── DATASET CONTENT

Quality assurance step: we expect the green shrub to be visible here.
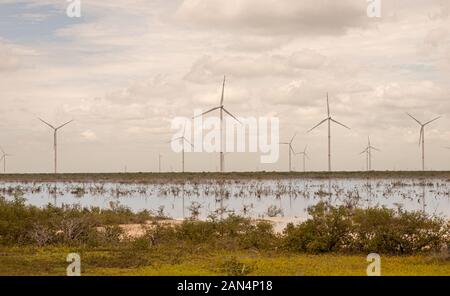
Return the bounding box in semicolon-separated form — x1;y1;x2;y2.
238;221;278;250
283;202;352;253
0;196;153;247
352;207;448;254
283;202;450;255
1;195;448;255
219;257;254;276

────
── DATASET CONTENT

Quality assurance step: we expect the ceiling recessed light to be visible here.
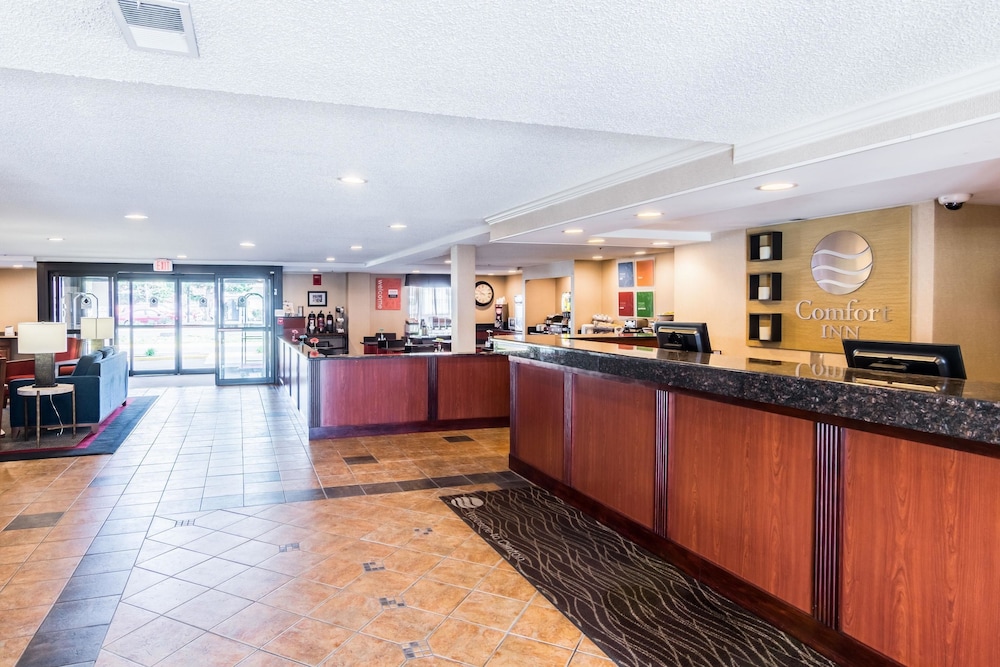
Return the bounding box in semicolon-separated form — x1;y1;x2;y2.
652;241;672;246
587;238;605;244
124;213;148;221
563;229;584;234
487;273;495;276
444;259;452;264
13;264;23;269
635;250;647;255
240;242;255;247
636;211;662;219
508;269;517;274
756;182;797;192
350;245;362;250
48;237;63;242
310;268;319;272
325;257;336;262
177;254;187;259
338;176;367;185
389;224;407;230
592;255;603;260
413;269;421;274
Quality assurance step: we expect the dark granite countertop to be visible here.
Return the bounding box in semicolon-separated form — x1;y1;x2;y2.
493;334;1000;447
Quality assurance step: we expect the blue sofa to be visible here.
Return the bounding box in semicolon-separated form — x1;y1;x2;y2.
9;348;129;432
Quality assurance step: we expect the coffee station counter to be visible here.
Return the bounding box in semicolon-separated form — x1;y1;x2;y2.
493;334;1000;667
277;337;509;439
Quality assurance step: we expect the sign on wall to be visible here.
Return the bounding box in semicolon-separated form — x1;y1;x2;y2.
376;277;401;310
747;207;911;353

────

WORK ORDER -
In the material above, which lines contain "Quality"? Copy each of them.

EXPECTED ANSWER -
Quality assurance step: we expect the green shrub to be visible here.
Quality assurance step: we expect the ceiling recessed light to be visible here.
Quality assurance step: we expect the dark granite countertop to be visible here.
Quality assurance step: we expect the blue sofa to be visible here.
Quality assurance step: we expect the coffee station counter to be visible here.
Quality assurance step: we expect the sign on wall to be visible here.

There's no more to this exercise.